-- Activity --
Search the entries for the word "woman" and return every line where it is found.

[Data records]
···

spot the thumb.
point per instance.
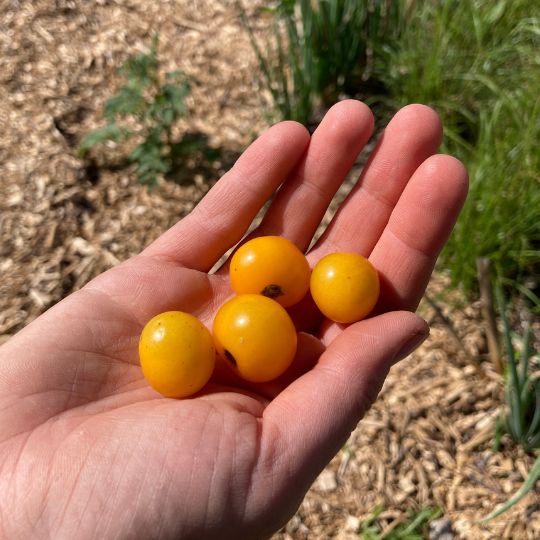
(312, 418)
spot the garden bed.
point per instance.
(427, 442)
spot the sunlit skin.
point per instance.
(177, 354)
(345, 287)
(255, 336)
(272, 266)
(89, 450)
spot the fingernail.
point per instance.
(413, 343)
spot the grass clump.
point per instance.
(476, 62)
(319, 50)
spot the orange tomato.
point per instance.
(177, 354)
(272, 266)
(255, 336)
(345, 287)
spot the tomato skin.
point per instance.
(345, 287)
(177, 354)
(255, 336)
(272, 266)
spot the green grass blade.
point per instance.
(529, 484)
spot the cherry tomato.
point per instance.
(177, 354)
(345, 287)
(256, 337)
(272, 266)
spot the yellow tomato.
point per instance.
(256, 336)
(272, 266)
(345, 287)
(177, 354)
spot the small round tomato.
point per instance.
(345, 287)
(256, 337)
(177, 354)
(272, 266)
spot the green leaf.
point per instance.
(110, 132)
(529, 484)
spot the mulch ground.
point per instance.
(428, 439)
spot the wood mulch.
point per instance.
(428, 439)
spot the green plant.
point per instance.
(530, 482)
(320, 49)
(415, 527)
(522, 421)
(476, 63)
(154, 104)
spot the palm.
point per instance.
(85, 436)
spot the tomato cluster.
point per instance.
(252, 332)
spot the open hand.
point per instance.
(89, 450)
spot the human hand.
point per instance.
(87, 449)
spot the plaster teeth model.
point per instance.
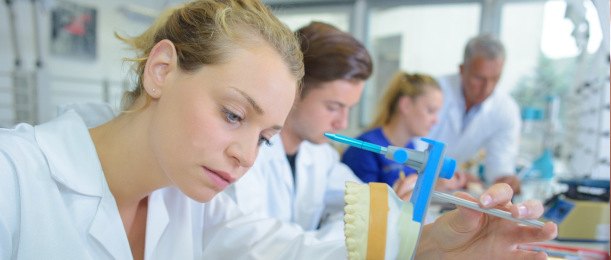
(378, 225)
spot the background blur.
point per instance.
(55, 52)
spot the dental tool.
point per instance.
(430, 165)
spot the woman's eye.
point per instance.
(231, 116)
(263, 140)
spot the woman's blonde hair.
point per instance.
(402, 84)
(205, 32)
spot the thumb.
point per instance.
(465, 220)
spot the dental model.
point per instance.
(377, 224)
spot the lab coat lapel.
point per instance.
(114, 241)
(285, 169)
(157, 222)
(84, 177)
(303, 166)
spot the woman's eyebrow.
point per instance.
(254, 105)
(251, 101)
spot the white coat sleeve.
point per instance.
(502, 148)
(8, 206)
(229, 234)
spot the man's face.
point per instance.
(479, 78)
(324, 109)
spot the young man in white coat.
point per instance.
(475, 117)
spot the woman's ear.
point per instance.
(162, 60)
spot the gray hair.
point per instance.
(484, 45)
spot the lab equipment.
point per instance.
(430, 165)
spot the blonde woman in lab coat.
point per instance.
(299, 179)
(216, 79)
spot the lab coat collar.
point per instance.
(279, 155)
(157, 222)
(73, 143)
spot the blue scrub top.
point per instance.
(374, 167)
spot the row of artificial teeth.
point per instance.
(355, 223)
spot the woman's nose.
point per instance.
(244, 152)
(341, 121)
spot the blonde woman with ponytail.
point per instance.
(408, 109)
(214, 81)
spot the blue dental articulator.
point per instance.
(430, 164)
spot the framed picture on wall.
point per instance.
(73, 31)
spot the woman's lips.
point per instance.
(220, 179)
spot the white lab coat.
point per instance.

···

-- Response to this task --
spot the woman's eye.
spot the woman's blonde hair.
spot the woman's eyebrow.
spot the woman's ear.
spot the blonde woman in lab coat.
spot the woman's nose.
spot the blonde woman with ponytail.
spot the woman's lips.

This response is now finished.